EXCERTO
____

O Trovador está de volta. Bruno Pereira é o homem por trás de Senhor Vulcão, projecto invulgar no panorama nacional, banda de um homem só, que lança agora dois discos de uma vez. Canções do Bandido e Flores do Bem são dois novos maços de canções, depois da enxurrada de 2013, Montanha. Da produção de Rita Redshoes à inspiração em Charles Baudelaire, ficamos a perceber a origem da nova música de Senhor Vulcão.
Conta-me de onde vêm estes discos. O primeiro volume saiu há 3 anos, de lá para cá foste trabalhando consistentemente nestes dois novos volumes?
Depois do Montanha ainda estive a tocar ao vivo, até 2015, entretanto comecei a compor algumas coisas, eu escrevo bastante e depois começo a ficar com muita coisa acumulada no baú. Então houve essa primeira fase de compor, depois senti que queria inverter um bocado o processo do primeiro disco, que foi uma coisa super fechada, eu sozinho em casa, num espaço muito reduzido, uma coisa muito minha, só a sair de mim e queria sair um bocado para fora de pé e pôr-me ao desafio. Daí, falei com a minha irmã [Rita Redshoes] e perguntei-lhe se ela queria co-produzir o disco comigo e ela disse que sim. Depois a coisa começou a tomar um formato mais sério na minha cabeça, de um próximo volume. Foi assim que começou.
O Canções do Bandido é o volume 2 e tem várias diferenças do anterior – mais elementos, outras cores. Esse resultado tem a ver com alguma forma diferente de fazeres as coisas ou continuas a compor da mesma maneira, o que muda é a produção?

____

DADOS FORNECIDOS
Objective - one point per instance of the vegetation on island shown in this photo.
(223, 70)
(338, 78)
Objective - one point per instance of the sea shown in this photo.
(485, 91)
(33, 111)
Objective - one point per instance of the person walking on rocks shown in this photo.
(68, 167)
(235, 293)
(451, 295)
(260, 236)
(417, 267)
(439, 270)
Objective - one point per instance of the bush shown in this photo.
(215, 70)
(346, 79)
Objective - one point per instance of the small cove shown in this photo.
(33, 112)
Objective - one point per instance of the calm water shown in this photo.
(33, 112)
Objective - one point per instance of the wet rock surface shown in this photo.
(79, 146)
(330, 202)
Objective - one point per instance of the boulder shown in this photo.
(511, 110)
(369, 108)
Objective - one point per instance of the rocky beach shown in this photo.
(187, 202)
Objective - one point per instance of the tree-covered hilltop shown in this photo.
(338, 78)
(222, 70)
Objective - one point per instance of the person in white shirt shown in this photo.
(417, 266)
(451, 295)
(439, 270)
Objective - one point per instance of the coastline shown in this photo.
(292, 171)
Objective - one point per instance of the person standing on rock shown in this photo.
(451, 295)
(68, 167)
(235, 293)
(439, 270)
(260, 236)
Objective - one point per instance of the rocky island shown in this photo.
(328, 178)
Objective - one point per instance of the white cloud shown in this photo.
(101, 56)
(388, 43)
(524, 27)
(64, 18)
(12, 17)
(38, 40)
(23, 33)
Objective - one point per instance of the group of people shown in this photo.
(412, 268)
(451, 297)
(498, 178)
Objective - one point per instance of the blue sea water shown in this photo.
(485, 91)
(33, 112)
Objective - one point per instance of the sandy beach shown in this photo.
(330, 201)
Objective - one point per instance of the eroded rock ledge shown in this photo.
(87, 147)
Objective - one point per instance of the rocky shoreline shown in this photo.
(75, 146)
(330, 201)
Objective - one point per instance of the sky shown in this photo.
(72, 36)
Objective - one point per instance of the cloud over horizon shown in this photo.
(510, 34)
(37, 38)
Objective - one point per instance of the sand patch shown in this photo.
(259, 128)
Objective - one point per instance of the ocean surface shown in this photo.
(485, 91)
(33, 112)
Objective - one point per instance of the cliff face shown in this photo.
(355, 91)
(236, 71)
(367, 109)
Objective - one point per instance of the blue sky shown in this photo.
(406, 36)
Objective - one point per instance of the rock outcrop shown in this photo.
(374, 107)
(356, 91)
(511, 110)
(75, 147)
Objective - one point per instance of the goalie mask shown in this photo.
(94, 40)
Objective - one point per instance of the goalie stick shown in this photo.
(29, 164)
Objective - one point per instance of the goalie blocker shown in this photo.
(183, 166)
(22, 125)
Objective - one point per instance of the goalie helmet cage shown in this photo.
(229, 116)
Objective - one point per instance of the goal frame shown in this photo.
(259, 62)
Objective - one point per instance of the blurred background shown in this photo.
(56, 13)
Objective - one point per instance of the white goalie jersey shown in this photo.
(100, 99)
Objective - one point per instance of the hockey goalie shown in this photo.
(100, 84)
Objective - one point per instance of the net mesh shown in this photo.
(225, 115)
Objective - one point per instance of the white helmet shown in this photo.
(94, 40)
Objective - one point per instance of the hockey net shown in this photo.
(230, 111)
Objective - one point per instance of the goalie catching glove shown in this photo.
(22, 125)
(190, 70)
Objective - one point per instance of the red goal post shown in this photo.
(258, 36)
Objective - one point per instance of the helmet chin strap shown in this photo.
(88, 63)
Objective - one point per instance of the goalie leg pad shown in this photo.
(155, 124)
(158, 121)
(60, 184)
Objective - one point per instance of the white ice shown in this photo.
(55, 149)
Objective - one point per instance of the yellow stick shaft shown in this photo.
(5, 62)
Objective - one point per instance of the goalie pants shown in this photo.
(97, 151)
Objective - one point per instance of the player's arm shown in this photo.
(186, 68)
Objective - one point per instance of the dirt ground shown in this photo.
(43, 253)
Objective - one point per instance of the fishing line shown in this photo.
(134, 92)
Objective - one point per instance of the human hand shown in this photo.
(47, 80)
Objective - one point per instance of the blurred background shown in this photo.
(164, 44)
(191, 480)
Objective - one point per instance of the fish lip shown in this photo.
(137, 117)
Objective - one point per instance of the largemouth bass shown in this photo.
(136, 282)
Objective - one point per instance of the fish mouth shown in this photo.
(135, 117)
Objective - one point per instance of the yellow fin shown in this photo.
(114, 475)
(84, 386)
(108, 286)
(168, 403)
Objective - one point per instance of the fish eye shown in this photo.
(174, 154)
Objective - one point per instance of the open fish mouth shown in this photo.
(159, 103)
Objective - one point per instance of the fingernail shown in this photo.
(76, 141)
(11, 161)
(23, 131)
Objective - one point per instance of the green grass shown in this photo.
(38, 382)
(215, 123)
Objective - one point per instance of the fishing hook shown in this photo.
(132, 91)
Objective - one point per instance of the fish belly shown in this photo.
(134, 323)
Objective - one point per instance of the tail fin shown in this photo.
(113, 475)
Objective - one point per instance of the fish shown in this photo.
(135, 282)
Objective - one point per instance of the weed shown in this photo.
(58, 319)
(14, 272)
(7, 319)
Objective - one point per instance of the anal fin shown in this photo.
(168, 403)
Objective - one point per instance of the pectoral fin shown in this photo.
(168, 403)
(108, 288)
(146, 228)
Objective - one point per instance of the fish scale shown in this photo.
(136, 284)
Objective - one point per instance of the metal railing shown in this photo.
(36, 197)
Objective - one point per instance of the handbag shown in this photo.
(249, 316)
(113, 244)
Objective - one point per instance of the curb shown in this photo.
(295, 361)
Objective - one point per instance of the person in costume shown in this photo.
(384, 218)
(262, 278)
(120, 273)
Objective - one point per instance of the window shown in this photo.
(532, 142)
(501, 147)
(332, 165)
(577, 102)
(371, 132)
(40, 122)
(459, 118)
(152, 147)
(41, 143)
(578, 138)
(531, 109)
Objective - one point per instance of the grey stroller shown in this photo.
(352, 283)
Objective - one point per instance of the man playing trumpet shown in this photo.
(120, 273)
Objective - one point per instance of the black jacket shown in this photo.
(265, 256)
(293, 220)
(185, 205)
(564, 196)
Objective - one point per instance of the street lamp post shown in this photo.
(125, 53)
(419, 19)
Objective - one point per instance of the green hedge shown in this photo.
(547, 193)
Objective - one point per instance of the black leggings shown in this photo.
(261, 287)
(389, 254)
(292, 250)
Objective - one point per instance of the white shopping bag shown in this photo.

____

EXERCÍCIO CURTO
Continue o excerto sobre Senhor Vulcão a partir do ponto onde termina.

RESPOSTA ESCRITA
A forma de compor é sempre a mesma, sou eu e a guitarra, é o que eu faço sempre. Algumas vezes começo com um ritmo de guitarra e as palavras começam a sair umas atrás das outras, é escrito de enxurrada, quase como uma avalanche; noutras composições, o que experimentei desta vez foi aprodundar um bocado mais a composição, enquanto o primeiro disco estava muito focado na palavra, no que estava a dizer, o que é melódico é quase acompanhar a palavra, aqui quis dar outras cores ao disco, criar outros ambientes que, no Montanha, eu já os imaginava na minha cabeça mas não traduzi para som. Aqui tive mais atenção e vontade de criar paletas cromáticas e sonoras mais densas, se calhar quando falo de uma floresta encantada queria transmitir isso, não só no que digo, mas também no ambiente sonoro que podia criar. E aí sim, o Canções do Bandido é bastante mais denso e um bocadinho mais misterioso, no sentido musical, ou seja, é uma descoberta também minha muito grande. Não pensei que fosse tão longe já, nessa paleta sonora, acho que o facto de trabalhar com a Rita me ajudou bastante nesse sentido, porque nós começámos a tocar juntos, eu com 20 ela com 15, os Atomic Bees tiveram 10 anos de carreira juvenil de rock’n’roll, e depois continuei a trabalhar muito com ela, embora mais na parte visual. Desta vez quis passá-la para o meu lado, e acho que a entrada dela também ajudou nesse sentido visual, ou seja, também foi fácil para mim – com alguns pianos, alguns sons que ela introduziu, criar essa imagética à volta do som, não tão denso como o primeiro, de que eu gosto muito também.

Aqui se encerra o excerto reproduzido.